Task description: Convert these records into a two-column CSV with the header row "prompt,points". Give each request one row, with its text and its answer in separate quoted fields and line breaks replaced by spaces.

Records for processing:

*-*-*

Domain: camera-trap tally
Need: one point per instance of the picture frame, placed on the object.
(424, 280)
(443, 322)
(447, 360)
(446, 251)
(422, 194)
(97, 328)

*-*-*

Exercise answer:
prompt,points
"Domain: camera-trap tally Need: one point per instance of the picture frame, placed on the object.","(424, 280) (443, 322) (447, 360) (446, 251) (422, 194) (97, 328)"